<<<<
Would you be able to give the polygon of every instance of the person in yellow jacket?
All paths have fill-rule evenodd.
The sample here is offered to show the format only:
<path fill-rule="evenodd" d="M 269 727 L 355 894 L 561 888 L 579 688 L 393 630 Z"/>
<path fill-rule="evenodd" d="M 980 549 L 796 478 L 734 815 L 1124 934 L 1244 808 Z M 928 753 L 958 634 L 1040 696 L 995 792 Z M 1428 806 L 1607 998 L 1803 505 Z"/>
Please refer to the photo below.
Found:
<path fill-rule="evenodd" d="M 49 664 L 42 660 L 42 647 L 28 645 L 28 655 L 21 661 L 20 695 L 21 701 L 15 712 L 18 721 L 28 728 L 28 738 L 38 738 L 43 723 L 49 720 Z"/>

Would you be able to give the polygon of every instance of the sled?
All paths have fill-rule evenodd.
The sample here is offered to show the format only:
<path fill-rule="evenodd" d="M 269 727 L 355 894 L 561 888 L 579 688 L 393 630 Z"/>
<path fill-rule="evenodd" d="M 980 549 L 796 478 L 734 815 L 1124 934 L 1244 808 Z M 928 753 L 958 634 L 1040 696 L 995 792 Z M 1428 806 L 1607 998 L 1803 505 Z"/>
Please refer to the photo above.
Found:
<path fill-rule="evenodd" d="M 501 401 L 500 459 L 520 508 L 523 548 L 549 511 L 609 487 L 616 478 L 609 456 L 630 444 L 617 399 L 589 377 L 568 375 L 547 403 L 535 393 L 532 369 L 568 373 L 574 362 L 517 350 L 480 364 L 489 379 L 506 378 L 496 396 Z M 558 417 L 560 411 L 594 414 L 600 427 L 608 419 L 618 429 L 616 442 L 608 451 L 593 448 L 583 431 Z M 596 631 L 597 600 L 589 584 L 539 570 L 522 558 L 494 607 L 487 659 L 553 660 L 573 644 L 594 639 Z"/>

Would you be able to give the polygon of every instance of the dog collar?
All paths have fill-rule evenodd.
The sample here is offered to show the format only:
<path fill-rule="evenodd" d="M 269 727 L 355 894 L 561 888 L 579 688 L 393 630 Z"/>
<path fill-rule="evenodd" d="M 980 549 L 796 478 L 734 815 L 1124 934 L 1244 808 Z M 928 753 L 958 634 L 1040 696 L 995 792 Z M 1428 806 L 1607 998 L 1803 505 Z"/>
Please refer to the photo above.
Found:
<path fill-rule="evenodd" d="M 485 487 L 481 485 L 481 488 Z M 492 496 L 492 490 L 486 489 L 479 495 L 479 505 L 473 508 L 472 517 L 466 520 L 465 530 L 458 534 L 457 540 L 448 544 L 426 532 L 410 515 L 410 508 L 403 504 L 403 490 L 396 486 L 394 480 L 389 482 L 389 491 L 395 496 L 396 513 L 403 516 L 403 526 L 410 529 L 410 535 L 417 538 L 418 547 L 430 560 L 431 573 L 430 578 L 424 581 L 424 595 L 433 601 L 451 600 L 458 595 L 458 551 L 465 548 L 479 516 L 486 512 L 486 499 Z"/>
>>>>
* **The problem**
Answer with the number alone after tallying the lines of the entries above that contain the word "polygon".

* **Written solution**
3